▸ **Data lines**:
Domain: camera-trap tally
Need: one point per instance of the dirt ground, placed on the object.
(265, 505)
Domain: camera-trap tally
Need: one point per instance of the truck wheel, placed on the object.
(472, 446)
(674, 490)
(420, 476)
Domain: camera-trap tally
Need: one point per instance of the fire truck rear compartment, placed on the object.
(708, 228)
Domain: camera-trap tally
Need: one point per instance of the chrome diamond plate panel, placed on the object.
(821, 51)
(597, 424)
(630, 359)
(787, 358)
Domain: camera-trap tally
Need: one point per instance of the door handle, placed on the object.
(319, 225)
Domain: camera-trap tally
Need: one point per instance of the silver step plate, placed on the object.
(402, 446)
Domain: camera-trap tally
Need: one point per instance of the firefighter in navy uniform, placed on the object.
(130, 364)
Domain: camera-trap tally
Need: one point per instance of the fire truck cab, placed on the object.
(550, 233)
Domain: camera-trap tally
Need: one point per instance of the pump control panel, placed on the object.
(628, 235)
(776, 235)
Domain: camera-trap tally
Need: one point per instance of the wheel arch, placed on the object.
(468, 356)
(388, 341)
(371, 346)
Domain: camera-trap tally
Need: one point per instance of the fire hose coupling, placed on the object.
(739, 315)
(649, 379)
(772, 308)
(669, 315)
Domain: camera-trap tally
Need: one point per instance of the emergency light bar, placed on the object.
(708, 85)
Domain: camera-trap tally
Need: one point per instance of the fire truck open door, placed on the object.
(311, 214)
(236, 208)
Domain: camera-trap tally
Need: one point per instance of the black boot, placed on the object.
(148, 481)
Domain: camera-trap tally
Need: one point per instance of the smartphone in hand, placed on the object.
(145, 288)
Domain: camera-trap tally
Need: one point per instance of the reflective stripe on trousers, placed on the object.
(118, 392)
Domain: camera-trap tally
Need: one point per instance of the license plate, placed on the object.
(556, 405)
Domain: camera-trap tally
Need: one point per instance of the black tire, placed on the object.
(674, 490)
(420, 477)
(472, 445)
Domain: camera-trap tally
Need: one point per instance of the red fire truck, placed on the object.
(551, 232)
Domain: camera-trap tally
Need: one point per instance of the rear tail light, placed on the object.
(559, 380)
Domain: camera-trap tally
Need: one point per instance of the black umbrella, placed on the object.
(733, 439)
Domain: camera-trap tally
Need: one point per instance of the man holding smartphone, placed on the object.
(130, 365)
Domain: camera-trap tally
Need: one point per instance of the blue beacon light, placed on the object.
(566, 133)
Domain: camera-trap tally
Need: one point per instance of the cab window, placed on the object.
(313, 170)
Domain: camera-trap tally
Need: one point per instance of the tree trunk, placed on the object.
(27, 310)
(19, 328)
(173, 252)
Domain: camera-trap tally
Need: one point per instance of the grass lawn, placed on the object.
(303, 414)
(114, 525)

▸ **Written problem**: Nothing in the listing may be changed; retype it all exactly.

▸ **Task answer**:
Domain: camera-trap tally
Need: one point per instance of the dirt ground, placed on the object.
(265, 505)
Domain: camera-trap tally
Need: one point per instance of the truck wheel, placed on the object.
(472, 446)
(674, 490)
(420, 476)
Domain: camera-trap tally
Need: one point per instance of the fire truck rear compartment, placed on the object.
(708, 228)
Domain: camera-trap tally
Need: one point per instance of the chrome diamond plate panel, placed on the object.
(821, 51)
(597, 424)
(630, 359)
(787, 358)
Domain: camera-trap tally
Need: one point per instance of the door handle, placed on the object.
(319, 225)
Domain: camera-trap tally
Need: one point per instance of the silver step plate, placed on the object.
(402, 446)
Domain: camera-trap tally
Need: one point per instance of the firefighter in navy uniform, placed on the object.
(130, 364)
Domain: camera-trap tally
Need: one point per instance of the fire truck cab, placed on the object.
(550, 233)
Domain: camera-trap tally
Need: one point per instance of the pump control panel, placed on the object.
(628, 235)
(776, 235)
Domain: camera-trap tally
Need: one point per instance of the wheel arch, placed on the object.
(468, 356)
(388, 341)
(371, 346)
Domain: camera-trap tally
Need: one point per instance of the fire hose coupling, placed on the object.
(739, 315)
(649, 379)
(772, 308)
(669, 315)
Domain: camera-trap tally
Need: one point per instance of the emergency light bar, placed on the object.
(708, 85)
Domain: camera-trap tally
Need: one point per instance of the fire truck open door, placed on the object.
(311, 214)
(236, 208)
Domain: camera-trap tally
Need: one point per instance of the black boot, placed on the object.
(148, 481)
Domain: camera-trap tally
Need: one point per instance of the smartphone in hand, placed on the object.
(145, 288)
Domain: camera-trap tally
Need: one point per instance of the reflective stripe on trousers, placed on the object.
(118, 392)
Domain: camera-trap tally
Need: one point per instance of the license plate, placed on the object.
(556, 405)
Domain: camera-trap tally
Need: one point per instance of the black tire, placed on the object.
(674, 490)
(420, 477)
(472, 445)
Domain: camera-trap tally
Need: one point per instance of the red fire truck, placed on the object.
(551, 232)
Domain: camera-trap tally
Need: one point per instance of the rear tail light, placed on the object.
(559, 380)
Domain: camera-trap tally
Need: one point per instance of the black umbrella, placed on the object.
(733, 439)
Domain: camera-trap tally
Need: one point per instance of the man holding smartphone, placed on the object.
(130, 365)
Domain: camera-trap tally
Need: one point per instance of the blue beacon light, placed on the object.
(566, 133)
Domain: camera-trap tally
Need: one point per instance of the cab window, placed on the object.
(313, 170)
Domain: camera-trap tally
Need: one point per instance of the tree trunk, placed on the object.
(27, 310)
(19, 328)
(173, 252)
Domain: camera-trap tally
Need: one point per instance of the grass lawn, placed on the object.
(303, 414)
(114, 525)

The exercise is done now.